+++ Excerpt to read +++

Draino can also optionally be run in a mode where the nodes are only cordoned, and not drained. This can be achieved by using the --skip-drain
flag.
To prevent situation in which a too large subset of the cluster would be cordoned (waiting for the drain to happen according to schedule), it is possible to define and combine limits that are either global to the cluster or dedicated to a group of nodes. The limit can be set as a count of node of in percentage. Some example:
--max-simultaneous-cordon=80 # No node will be cordon if there are already at least 80 nodes cordon.
--max-simultaneous-cordon=10% # No node will be cordon if this result in having more than 10% of the cluster being cordon.

+++

◆ **What to work on**
• A. List every option string in the Draino excerpt that begins with two hyphens, including any value attached to it.
• B. Reproduce the passage from the Draino excerpt that begins at the words "To prevent situation" and stops after "cluster being cordon.", keeping its wording unchanged.
• C. Translate this sentence from the Draino excerpt into Spanish: "Draino can also optionally be run in a mode where the nodes are only cordoned, and not drained."

+++ Extracted information +++

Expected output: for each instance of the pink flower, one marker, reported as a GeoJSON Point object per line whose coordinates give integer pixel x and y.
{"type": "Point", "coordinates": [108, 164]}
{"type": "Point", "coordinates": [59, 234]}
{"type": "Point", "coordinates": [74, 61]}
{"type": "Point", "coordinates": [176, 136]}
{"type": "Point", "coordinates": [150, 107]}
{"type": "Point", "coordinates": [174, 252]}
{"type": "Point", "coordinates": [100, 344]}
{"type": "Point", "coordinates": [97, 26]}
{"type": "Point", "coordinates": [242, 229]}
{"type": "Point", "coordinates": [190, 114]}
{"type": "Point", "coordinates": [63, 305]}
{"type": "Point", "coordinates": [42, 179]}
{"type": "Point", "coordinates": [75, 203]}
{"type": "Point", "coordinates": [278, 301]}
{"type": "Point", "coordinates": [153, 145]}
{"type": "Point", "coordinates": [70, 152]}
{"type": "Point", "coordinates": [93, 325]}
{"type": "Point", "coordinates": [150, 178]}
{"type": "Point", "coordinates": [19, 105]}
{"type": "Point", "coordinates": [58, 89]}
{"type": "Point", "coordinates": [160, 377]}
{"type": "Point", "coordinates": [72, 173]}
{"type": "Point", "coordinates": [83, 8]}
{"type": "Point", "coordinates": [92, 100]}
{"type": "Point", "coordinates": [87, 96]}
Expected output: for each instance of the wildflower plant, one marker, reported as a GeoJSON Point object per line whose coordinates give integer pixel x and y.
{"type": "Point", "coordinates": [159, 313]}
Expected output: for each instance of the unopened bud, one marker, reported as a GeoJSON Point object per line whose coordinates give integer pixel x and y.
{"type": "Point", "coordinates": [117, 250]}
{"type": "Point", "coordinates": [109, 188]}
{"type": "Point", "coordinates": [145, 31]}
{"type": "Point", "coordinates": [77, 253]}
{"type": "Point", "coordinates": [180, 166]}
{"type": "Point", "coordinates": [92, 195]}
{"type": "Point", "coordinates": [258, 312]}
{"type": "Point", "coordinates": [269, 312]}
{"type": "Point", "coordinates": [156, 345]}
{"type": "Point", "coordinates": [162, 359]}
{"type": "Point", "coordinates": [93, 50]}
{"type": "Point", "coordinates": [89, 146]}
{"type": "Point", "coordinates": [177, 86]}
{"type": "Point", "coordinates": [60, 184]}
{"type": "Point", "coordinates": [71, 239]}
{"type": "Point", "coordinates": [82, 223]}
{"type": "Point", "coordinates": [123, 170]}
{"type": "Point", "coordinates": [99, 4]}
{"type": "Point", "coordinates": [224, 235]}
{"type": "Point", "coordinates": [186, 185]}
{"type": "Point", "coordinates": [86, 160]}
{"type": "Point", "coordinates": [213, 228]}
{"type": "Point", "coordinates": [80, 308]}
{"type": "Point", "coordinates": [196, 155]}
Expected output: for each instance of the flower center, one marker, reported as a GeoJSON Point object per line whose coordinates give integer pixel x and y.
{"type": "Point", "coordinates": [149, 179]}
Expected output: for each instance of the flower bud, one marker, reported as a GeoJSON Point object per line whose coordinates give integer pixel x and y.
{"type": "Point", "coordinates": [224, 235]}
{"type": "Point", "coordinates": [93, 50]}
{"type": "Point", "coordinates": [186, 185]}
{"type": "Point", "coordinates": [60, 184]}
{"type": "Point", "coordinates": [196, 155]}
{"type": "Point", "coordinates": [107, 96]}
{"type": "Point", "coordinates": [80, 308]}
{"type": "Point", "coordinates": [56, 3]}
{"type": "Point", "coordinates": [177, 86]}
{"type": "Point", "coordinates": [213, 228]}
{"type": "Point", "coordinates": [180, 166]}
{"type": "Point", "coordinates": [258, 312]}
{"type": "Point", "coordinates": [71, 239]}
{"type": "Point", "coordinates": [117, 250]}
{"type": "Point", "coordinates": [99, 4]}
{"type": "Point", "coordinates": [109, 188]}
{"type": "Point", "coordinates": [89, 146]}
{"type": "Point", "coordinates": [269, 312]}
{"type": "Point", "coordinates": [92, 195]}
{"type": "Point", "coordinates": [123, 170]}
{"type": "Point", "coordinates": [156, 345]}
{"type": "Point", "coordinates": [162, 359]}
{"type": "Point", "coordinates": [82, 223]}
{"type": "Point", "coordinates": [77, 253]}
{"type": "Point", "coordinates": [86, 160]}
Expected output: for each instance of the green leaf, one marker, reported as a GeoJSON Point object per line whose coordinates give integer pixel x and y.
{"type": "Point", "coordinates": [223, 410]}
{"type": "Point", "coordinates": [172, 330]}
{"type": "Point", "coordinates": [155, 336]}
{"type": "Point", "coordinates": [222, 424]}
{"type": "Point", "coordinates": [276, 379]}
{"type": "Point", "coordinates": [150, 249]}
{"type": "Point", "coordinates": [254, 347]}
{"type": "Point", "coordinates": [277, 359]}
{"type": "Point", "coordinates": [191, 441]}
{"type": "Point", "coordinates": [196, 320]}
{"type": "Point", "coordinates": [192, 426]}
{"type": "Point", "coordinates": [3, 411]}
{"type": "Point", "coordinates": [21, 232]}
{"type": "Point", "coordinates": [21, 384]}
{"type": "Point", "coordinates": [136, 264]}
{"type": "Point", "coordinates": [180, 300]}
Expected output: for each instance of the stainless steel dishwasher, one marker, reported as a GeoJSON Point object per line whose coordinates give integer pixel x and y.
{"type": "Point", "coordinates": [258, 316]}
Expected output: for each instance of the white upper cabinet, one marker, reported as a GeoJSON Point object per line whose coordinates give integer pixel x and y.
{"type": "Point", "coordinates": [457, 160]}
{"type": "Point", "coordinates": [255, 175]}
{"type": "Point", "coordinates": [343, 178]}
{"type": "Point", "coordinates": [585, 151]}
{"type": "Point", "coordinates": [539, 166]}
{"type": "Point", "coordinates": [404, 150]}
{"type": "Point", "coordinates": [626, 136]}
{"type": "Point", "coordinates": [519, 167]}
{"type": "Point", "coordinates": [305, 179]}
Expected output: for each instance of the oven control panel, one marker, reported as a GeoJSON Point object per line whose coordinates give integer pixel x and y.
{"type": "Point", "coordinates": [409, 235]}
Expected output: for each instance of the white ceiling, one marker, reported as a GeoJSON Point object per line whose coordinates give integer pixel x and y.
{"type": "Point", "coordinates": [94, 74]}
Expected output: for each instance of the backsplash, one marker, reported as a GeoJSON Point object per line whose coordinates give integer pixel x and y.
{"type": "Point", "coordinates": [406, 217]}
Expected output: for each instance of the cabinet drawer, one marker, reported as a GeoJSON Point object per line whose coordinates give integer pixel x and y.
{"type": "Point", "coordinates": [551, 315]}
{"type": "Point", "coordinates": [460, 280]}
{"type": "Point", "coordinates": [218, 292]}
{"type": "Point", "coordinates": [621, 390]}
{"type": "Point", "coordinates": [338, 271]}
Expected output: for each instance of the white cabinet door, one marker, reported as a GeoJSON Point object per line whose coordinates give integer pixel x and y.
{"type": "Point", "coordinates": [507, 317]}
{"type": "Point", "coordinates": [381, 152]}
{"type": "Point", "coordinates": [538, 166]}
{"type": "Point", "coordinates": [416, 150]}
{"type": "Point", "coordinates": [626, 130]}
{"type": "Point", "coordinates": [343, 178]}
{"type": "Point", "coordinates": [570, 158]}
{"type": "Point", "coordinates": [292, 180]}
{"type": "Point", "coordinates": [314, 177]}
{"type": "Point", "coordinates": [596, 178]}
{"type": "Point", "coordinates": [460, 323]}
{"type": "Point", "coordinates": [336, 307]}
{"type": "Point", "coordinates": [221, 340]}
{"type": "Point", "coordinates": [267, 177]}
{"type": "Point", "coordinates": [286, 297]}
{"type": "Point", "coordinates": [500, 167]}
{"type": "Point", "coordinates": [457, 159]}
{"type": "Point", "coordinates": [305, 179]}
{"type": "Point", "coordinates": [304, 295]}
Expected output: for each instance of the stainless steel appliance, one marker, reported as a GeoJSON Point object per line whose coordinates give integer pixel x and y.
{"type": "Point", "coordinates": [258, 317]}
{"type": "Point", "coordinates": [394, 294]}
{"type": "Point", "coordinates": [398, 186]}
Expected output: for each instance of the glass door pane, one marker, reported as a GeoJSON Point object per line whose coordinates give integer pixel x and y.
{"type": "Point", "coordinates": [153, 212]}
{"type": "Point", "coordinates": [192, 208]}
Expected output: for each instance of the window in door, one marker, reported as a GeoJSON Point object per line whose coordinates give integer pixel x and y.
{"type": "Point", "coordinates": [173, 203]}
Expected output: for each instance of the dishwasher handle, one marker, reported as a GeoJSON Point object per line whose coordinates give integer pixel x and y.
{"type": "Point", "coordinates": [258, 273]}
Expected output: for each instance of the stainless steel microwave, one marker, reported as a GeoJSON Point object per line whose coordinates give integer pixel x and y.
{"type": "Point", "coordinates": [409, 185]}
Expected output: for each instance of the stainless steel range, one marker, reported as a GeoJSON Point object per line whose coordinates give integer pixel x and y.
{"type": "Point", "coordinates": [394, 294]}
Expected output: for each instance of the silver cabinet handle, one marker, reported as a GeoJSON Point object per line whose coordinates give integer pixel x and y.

+++

◆ **Answers for the exercise**
• A.
--skip-drain
--max-simultaneous-cordon=80
--max-simultaneous-cordon=10%

• B.
To prevent situation in which a too large subset of the cluster would be cordoned (waiting for the drain to happen according to schedule), it is possible to define and combine limits that are either global to the cluster or dedicated to a group of nodes. The limit can be set as a count of node of in percentage. Some example:
--max-simultaneous-cordon=80 # No node will be cordon if there are already at least 80 nodes cordon.
--max-simultaneous-cordon=10% # No node will be cordon if this result in having more than 10% of the cluster being cordon.

• C. Draino también puede ejecutarse opcionalmente en un modo en el que los nodos solo se acordonan y no se drenan.